> _TASK TO CARRY OUT_: Write out every entry again exactly as it stands.

> _WORKING DATA_:
---------------
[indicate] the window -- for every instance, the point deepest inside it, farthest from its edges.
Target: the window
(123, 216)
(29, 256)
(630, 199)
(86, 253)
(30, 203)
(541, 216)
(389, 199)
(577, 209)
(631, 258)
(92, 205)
---------------
> _TASK RESULT_:
[indicate] the window -- for every instance, the point deepest inside it, farthest from its edges.
Target: the window
(123, 216)
(29, 256)
(630, 199)
(86, 253)
(30, 203)
(541, 216)
(389, 199)
(577, 209)
(631, 258)
(92, 205)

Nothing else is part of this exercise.